*TASK DIRECTIONS*. Type out the data exactly as given. Skip any image.

*GIVEN RECORDS*.
^^^^^^^^
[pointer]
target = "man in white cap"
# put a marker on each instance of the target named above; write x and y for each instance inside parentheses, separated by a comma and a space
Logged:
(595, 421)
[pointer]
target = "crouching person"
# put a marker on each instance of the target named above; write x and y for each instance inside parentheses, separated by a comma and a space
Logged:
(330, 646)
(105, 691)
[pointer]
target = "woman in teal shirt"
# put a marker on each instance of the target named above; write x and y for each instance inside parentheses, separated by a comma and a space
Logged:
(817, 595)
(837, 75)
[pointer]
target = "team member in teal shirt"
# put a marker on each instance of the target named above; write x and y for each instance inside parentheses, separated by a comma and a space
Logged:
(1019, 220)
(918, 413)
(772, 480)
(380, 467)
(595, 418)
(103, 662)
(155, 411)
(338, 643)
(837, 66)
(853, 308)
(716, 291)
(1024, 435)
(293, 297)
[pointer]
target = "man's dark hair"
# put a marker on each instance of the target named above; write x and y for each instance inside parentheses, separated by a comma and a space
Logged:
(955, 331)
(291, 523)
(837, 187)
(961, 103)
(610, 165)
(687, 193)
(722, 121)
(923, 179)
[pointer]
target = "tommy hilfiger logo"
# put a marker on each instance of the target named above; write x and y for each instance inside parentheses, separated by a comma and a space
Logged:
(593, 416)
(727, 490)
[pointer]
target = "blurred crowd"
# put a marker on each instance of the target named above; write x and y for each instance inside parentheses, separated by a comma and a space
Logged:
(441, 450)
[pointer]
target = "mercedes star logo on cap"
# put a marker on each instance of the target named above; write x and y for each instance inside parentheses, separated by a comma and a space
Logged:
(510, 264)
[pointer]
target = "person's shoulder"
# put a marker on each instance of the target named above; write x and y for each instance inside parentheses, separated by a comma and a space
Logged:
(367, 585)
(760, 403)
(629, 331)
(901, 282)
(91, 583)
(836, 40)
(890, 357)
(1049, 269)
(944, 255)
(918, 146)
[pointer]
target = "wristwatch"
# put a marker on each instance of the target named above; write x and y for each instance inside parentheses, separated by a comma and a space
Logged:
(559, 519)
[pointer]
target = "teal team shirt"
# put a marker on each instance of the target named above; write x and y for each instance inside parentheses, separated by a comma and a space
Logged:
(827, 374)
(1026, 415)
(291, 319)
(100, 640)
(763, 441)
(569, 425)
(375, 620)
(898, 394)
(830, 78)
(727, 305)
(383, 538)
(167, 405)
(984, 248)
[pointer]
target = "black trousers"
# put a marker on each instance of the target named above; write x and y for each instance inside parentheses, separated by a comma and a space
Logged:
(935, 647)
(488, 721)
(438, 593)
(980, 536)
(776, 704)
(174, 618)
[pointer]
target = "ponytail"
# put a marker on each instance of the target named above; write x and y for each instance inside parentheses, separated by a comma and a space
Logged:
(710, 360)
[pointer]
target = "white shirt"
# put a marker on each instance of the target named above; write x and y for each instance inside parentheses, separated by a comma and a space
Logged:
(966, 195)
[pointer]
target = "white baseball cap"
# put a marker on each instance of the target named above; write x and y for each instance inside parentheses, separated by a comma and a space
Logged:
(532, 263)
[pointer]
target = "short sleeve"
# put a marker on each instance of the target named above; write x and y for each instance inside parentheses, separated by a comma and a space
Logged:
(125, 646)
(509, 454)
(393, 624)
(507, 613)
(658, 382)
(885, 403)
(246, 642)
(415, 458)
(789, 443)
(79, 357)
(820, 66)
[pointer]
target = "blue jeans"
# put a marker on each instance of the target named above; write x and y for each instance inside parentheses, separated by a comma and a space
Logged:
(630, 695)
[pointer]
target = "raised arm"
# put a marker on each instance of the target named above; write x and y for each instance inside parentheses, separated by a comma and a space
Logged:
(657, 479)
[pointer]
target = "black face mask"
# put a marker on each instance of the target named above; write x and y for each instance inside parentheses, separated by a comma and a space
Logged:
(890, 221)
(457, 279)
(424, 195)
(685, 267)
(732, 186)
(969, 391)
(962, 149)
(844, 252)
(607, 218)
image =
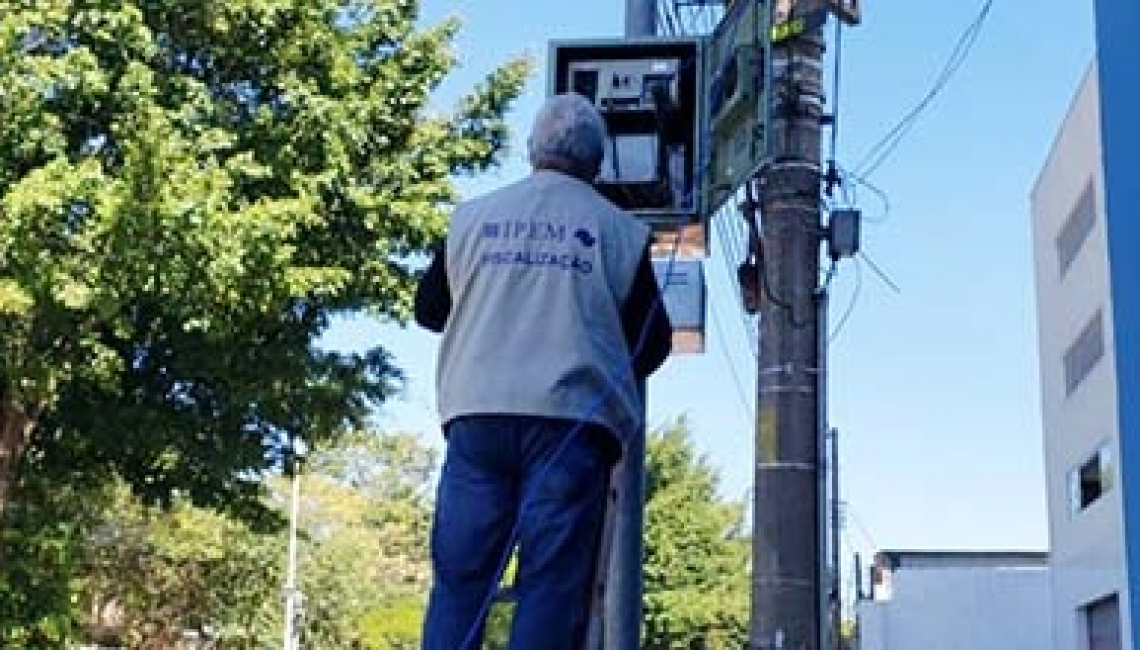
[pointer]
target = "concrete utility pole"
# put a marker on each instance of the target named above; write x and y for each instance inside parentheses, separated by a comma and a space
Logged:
(787, 531)
(623, 599)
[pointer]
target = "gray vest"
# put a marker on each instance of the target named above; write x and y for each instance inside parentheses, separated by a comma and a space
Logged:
^^^^^^^^
*ANSWER TO THIS TASK*.
[pointer]
target = "man in white cap"
# put a marker on each instance of the target named above; write x and y for each instance inside parentheses, separated by a comma and a space
Logged:
(595, 421)
[pointer]
target = "crouching person"
# put a marker on each instance of the target named above; write x and y for each instance inside parentheses, separated by a comma and a space
Logged:
(330, 646)
(105, 691)
[pointer]
target = "woman in teal shirt"
# put a marker on each instance of the target named above; write x and y for each instance inside parentheses, separated by a comma and a space
Logged:
(817, 595)
(837, 75)
[pointer]
target = "team member in teal shirt"
# put a marker on each instance of the target named above; write x and y for each instance inside parentheses, separated by a comma and a space
Logged:
(1019, 220)
(918, 413)
(772, 480)
(380, 467)
(595, 418)
(103, 662)
(155, 411)
(338, 643)
(837, 66)
(853, 308)
(716, 291)
(1024, 435)
(293, 297)
[pointer]
target = "man's dark hair"
# put a marker on each instance of the target named above; write x and y for each instance inside parentheses, separated by a comma and a space
Logged:
(955, 331)
(291, 523)
(837, 187)
(961, 103)
(610, 165)
(687, 193)
(722, 121)
(923, 179)
[pointer]
target = "tommy hilfiger logo"
# put a marker on each instance of the target named above; write x and y for each instance inside parentheses, separated by a comma and a space
Logged:
(593, 416)
(727, 490)
[pointer]
target = "blurred crowd"
# put a marker on each instance of the target named above; write x and y for each instance inside parentheses, separated by a comma and a space
Logged:
(441, 450)
[pointer]
target = "mercedes star logo on cap"
# put a marker on each instance of the target named above; write x and y for each instance inside parentheses, separated by a comma and a space
Logged:
(510, 264)
[pointer]
target = "person's shoulder"
# put a marker on each instance of the target named above; write x and y for each instance inside parentheses, separated by a comma and a space
Logged:
(367, 585)
(760, 403)
(629, 331)
(901, 282)
(91, 583)
(836, 40)
(890, 357)
(1049, 269)
(944, 255)
(918, 146)
[pointer]
target = "wristwatch"
# put a marker on each instance of the target named above; write x and y for each instance inside parentheses, separated by a comma and a space
Logged:
(559, 519)
[pointer]
target = "teal team shirt"
# put a marker on each instance of the target named above; write x and y for each instance inside parentheses, separated by a comma and a space
Logged:
(827, 374)
(1026, 415)
(291, 319)
(100, 640)
(763, 441)
(569, 425)
(375, 620)
(898, 394)
(830, 78)
(727, 305)
(383, 538)
(167, 405)
(984, 248)
[pointer]
target = "black trousers"
# put a marker on each instance of the target named above; write x and y for each instance inside parentheses, separated by a comma and a space
Logged:
(935, 647)
(488, 721)
(438, 593)
(980, 536)
(776, 704)
(174, 618)
[pointer]
target = "ponytail"
# put a marker on each instance of the target named above; write x and y for each instance inside parentheses, separated by a comma and a space
Logged:
(710, 360)
[pointer]
target = "white shirt"
# put a marker on each instance of the target named above; write x and y for each instance inside parentheses, separated by a comma and a space
Logged:
(966, 195)
[pointer]
target = "white baseball cap"
# put a marker on each instance of the target named above; write x and y for each instance inside parentheses, separated by a comma and a space
Logged:
(532, 263)
[pointer]
target = "short sleeve"
# put a marker on each instance of the target named above; write x and y for each instance inside parentheses, separated by a comma and a space
Logged:
(125, 646)
(509, 454)
(393, 624)
(507, 613)
(658, 382)
(885, 403)
(246, 642)
(415, 458)
(789, 443)
(79, 357)
(820, 66)
[pointer]
target = "blue jeans"
# put a marker on each instance of the target named above; write x and y for each instance inside parentheses, separated by a comma and a space
Logged:
(630, 695)
[pointer]
target = "raised arm"
# put a marker on each instance of the target named above; write x and y for each instance inside parentheses, separated by a comma and a space
Logged:
(657, 479)
[pointer]
target = "black face mask"
# put a marker on each instance of the target named above; write x and y for each instance inside parentheses, separated by a comma and a space
Logged:
(890, 221)
(457, 279)
(424, 195)
(685, 267)
(732, 186)
(969, 391)
(962, 149)
(844, 252)
(607, 218)
image =
[pointer]
target = "concrete utility pole"
# put a marker on each instance of the target named above; write x and y for each instance inside parentheses, separated by a comma and a space
Logged:
(787, 531)
(623, 599)
[pointer]
target = "gray vest"
# put a marker on each instance of the target named above; write x and y for each instance inside parentheses, separated by a comma and a space
Logged:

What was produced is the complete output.